_Brief_. Reproduce each of the following records word for word.

_Material_.
▶
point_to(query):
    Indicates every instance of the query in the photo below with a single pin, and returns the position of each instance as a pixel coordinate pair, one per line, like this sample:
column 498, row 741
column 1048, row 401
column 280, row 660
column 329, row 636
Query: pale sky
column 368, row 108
◀
_Correct response_.
point_to(query):
    Indicates every instance of the query in the photo below with a single pin, and returns the position of each instance as a pixel coordinate pair, one per line, like this sample:
column 498, row 741
column 1048, row 401
column 280, row 660
column 329, row 636
Query: pale sky
column 368, row 108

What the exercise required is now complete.